Request
From the line with "target: railing" through the end of the records below, lay out each line as one string in a JSON list, skipping blank lines. Leave the pictures out of your answer.

Contour labeling records:
"""
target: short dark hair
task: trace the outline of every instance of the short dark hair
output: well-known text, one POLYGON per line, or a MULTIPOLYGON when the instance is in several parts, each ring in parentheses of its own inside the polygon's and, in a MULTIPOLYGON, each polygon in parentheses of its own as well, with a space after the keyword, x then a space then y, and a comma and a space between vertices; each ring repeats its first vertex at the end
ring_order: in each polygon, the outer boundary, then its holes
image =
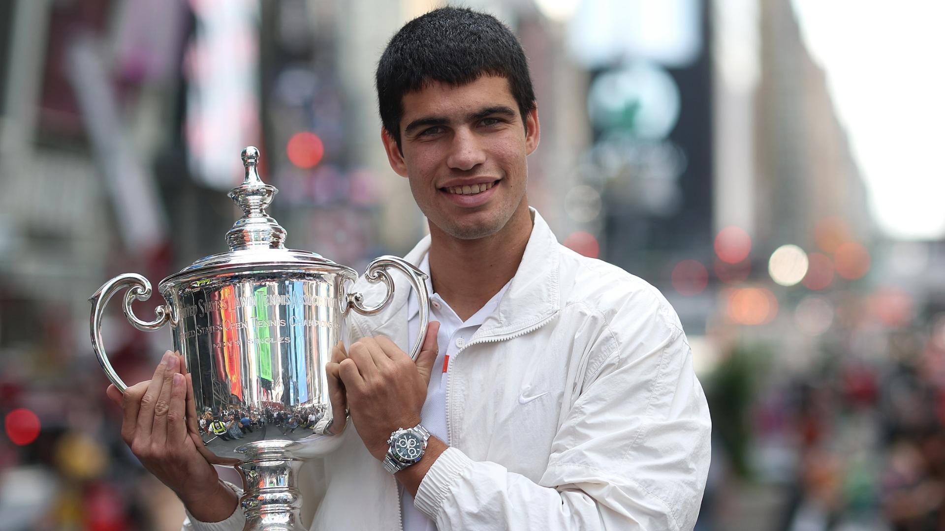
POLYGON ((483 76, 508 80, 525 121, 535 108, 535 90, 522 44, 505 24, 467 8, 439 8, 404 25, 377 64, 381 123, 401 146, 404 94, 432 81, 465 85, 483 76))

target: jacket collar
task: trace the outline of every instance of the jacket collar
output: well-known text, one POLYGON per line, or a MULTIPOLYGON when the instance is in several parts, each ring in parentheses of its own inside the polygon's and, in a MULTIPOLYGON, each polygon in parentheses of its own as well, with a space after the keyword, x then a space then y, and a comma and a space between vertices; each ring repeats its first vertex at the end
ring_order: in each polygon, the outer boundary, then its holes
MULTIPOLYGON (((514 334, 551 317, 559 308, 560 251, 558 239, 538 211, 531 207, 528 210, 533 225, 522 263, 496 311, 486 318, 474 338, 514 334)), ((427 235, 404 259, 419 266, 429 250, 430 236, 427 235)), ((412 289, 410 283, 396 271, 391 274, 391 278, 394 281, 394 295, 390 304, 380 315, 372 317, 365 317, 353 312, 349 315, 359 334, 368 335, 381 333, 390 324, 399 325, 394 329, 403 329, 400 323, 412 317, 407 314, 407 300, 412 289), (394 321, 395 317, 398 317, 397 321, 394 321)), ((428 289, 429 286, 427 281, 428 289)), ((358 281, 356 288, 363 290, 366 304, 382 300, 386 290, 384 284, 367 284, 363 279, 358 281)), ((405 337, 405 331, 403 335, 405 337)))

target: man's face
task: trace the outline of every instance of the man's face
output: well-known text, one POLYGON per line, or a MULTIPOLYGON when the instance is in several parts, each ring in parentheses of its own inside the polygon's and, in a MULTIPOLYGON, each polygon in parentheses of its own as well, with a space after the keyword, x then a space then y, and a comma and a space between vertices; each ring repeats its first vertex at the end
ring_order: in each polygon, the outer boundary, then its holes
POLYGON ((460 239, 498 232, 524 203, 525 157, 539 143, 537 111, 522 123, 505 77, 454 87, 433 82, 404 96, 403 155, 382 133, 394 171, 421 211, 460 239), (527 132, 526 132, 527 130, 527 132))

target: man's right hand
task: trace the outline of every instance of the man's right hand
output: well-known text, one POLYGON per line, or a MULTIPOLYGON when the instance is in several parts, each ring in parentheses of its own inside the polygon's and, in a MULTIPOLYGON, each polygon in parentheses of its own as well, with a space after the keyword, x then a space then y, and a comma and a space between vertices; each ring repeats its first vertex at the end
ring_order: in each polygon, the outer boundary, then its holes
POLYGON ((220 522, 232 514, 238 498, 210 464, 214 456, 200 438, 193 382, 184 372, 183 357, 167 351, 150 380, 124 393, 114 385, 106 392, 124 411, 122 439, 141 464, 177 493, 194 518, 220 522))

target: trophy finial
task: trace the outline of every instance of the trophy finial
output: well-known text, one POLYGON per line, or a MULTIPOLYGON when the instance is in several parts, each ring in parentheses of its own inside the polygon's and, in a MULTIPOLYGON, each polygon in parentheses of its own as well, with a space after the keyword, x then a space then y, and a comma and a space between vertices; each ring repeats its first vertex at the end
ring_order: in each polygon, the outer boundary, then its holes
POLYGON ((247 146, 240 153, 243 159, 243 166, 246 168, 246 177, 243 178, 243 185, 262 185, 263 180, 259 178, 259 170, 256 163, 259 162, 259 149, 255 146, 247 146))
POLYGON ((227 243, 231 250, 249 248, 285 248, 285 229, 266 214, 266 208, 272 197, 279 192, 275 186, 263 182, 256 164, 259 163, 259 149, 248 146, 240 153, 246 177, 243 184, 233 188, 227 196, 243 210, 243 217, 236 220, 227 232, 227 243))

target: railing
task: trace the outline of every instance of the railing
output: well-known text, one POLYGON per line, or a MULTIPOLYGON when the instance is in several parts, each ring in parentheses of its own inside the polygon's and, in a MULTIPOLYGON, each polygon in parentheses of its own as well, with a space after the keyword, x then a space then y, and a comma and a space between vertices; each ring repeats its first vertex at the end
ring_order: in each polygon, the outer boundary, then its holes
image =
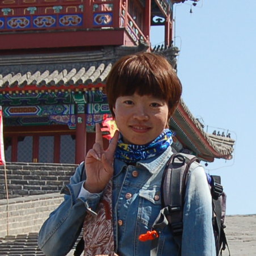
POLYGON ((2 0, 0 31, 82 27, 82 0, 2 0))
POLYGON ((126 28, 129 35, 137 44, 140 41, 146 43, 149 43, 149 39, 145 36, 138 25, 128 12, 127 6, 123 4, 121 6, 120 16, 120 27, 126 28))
"""
Written solution
[
  "target: railing",
  "task: trace the outline of every instance of the railing",
  "output: well-known text, one POLYGON per line, or a MULTIPOLYGON when the instance is in several parts, each ring in parentheses of its own inside the polygon's and, in a MULTIPOLYGON, each polygon in parentheses of its own as well, with a space after the keyword, x then a space then y, and a comma and a space between vertices; each ring repeats its first vertex at the end",
  "ring_order: in each polygon, the outer boundary, then its holes",
  "image =",
  "POLYGON ((2 0, 0 31, 82 27, 82 0, 2 0))",
  "POLYGON ((126 28, 129 35, 137 44, 140 41, 146 43, 149 43, 149 39, 145 36, 138 25, 128 12, 127 6, 123 4, 121 6, 120 16, 120 27, 126 28))"
]